::: Teks Bacaan :::

Selasa 24 Sep 2019 16:09 WIB

26 Orang Meninggal Akibat Rusuh di Wamena, Ini Rinciannya

Kapolri menyebut korban meninggal didominasi warga pendatang.

Rep: Bambang Noroyono/ Red: Teguh Firmansyah
Warga mengungsi di Mapolres Jayawijaya saat terjadi aksi unjuk rasa yang berakhir rusuh di Wamena, Jayawijaya, Papua, Senin (23/9/2019).
Foto: ANTARA FOTO
Warga mengungsi di Mapolres Jayawijaya saat terjadi aksi unjuk rasa yang berakhir rusuh di Wamena, Jayawijaya, Papua, Senin (23/9/2019).

REPUBLIKA.CO.ID, JAKARTA -- Polri memastikan korban meninggal dunia dalam kerusuhan di Wamena, Papua, Senin (23/9) berjumlah 26 orang. Kapolri Jenderal Tito Karnavian mengatakan, korban yang meninggal dunia tersebut didominasi masyarakat biasa pendatang.

Selain itu, kata dia tercatat sedikitnya 66 orang mengalami luka berat dan ringan. Ia menyayangkan insiden kerusuhan yang kembali menelan korban jiwa di Bumi Cenderawasih.

Baca Juga

Tito mengatakan, laporan kepolisian Papua yang sampai ke Mabes Polri, pada Selasa (24/9) siang, data korban meninggal dunia 22 di antaranya warga pendatang. Empat lainnya, kata Tito warga asli Papua.  “Peristiwa (kerusuhan) ini sangat kita sayangkan,” ujar Tito di Kantor Menko Polhukam, Jakarta, Selasa (24/9).

:::

**Yang Akan Dikerjakan**
**1.** Tentukan apakah setiap pernyataan berikut sesuai dengan berita kerusuhan Wamena. Jawab ya atau tidak, lalu kutip kata-kata dalam berita yang menentukannya.
(a) Korban meninggal dalam kerusuhan di Wamena berjumlah 26 orang.
(b) Enam korban meninggal merupakan warga asli Papua.
(c) Tito menyampaikan pernyataannya di Mabes Polri.
**2.** Salin tanpa perubahan bagian berita kerusuhan Wamena yang dimulai dengan kata-kata "Foto: ANTARA FOTO" dan diakhiri dengan "Jakarta, Selasa (24/9).".

::: Data Tersimpan :::

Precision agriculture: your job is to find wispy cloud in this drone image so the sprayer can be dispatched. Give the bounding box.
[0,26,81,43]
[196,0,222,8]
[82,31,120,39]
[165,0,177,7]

:::

**Kunci Jawaban**
**1.**
(a) Ya: "Polri memastikan korban meninggal dunia dalam kerusuhan di Wamena, Papua, Senin (23/9) berjumlah 26 orang."
(b) Tidak: "Empat lainnya, kata Tito warga asli Papua."
(c) Tidak: "ujar Tito di Kantor Menko Polhukam, Jakarta, Selasa (24/9)."

**2.**
Foto: ANTARA FOTO
Warga mengungsi di Mapolres Jayawijaya saat terjadi aksi unjuk rasa yang berakhir rusuh di Wamena, Jayawijaya, Papua, Senin (23/9/2019).

REPUBLIKA.CO.ID, JAKARTA -- Polri memastikan korban meninggal dunia dalam kerusuhan di Wamena, Papua, Senin (23/9) berjumlah 26 orang. Kapolri Jenderal Tito Karnavian mengatakan, korban yang meninggal dunia tersebut didominasi masyarakat biasa pendatang.

Selain itu, kata dia tercatat sedikitnya 66 orang mengalami luka berat dan ringan. Ia menyayangkan insiden kerusuhan yang kembali menelan korban jiwa di Bumi Cenderawasih.

Baca Juga

Tito mengatakan, laporan kepolisian Papua yang sampai ke Mabes Polri, pada Selasa (24/9) siang, data korban meninggal dunia 22 di antaranya warga pendatang. Empat lainnya, kata Tito warga asli Papua.  “Peristiwa (kerusuhan) ini sangat kita sayangkan,” ujar Tito di Kantor Menko Polhukam, Jakarta, Selasa (24/9).